▸ SELECTED EXTRACT
BEGIN

Editor’s Note: The names in this story have been changed to protect the privacy of the family during this trying time.
By Aaron Allen, The Seattle Medium
This Thanksgiving and holiday season is one that Charles Jones will never forget. During a time, when families get together, break bread and share stories of good times, Jones and his family will be busy quarantining themselves from one another in an effort to prevent COVID-19 from spreading to family members throughout the house.
The dilemma began a few weeks ago when Jones’ youngest son, 15, a highly recruited football player, contracted COVID-19 from a teammate during workouts to get ready for the upcoming season.
According to Jones, he recently allowed his son to participate in team practices as things, as it related to the spread of COVID-19 in the area, appeared to be getting better. Although the threat was still real, Jones could see the anxiety of his son wanting to return to the football field and practice with his teammates as scholarships offers started coming through the door.
Jones knew in the back of his mind that this was not a good choice but gave into his son’s desire to get out there and regain some semblance of normalcy, and with the assurance of the school’s sports program to adhere to strict health guidelines the father succumbed.
“I can kick myself,” say Jones. “Initially I wasn’t in support of him doing any training with the team or at a training facility but during the summer things slowed down a little and he was getting depressed so I gave in.”
Practices were set up in pods and social distancing was to be adhered to during the workouts but to Jones it still seemed risky.
“It was supposed to be done safely in controlled practices and pods,” said Jones. “They were doing study groups and then practice in pods and apparently one of the players was exposed to COVID, exposed it to another player, who exposed it to my son.”

END

▸ EXERCISE BRIEF
Reproduce word for word the passage of the Seattle Medium story that begins with "Jones knew in" and runs through "still seemed risky.".

▸ GIVEN DATA
BEGIN

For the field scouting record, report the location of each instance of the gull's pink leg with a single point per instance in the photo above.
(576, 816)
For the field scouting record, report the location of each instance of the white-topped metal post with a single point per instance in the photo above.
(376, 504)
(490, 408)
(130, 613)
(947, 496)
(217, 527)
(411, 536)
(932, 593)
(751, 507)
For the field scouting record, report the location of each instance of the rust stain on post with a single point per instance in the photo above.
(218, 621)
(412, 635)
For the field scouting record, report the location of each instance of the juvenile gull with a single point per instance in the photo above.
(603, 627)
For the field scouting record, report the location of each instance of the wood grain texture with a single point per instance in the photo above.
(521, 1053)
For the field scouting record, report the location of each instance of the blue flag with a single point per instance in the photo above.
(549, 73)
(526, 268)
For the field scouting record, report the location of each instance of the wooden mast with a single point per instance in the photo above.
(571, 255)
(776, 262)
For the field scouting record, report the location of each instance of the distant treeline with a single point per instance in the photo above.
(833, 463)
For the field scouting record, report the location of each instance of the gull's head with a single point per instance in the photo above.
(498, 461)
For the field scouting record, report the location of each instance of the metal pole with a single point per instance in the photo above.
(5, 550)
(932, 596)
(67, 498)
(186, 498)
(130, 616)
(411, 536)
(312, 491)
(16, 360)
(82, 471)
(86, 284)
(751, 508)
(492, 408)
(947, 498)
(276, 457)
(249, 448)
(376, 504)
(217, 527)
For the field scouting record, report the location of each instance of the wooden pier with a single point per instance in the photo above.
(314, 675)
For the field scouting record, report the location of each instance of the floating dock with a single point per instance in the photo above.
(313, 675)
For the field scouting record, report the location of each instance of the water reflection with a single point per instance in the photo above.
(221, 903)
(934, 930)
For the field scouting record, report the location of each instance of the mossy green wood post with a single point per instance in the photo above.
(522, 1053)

END

▸ WRITTEN SOLUTION
Jones knew in the back of his mind that this was not a good choice but gave into his son’s desire to get out there and regain some semblance of normalcy, and with the assurance of the school’s sports program to adhere to strict health guidelines the father succumbed.
“I can kick myself,” say Jones. “Initially I wasn’t in support of him doing any training with the team or at a training facility but during the summer things slowed down a little and he was getting depressed so I gave in.”
Practices were set up in pods and social distancing was to be adhered to during the workouts but to Jones it still seemed risky.